## Exercise instructions
Rewrite the listing below as a two-column CSV with the headers input and output. Give each text and its answer one row, put each in a quoted field with line breaks replaced by spaces, and leave out the pictures.

## Material shown
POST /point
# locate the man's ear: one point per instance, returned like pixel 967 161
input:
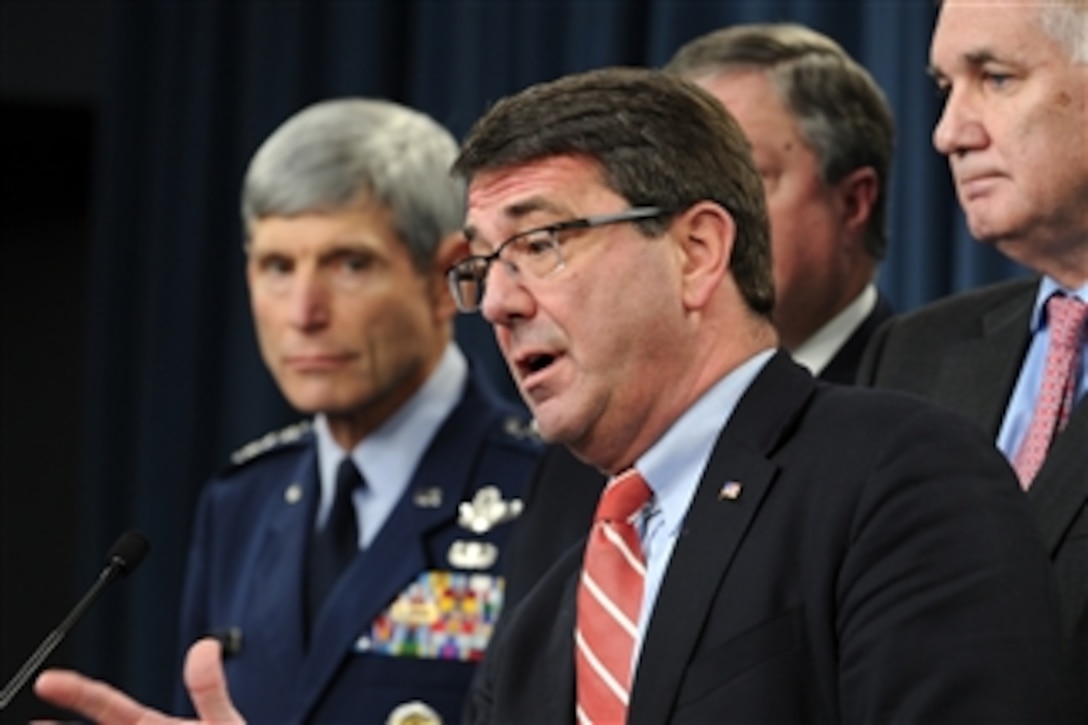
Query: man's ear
pixel 453 248
pixel 857 195
pixel 706 233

## Written solution
input,output
"POST /point # locate the man's ear: one point per instance, returned like pixel 967 161 input: Query: man's ear","pixel 453 248 pixel 857 195 pixel 706 233"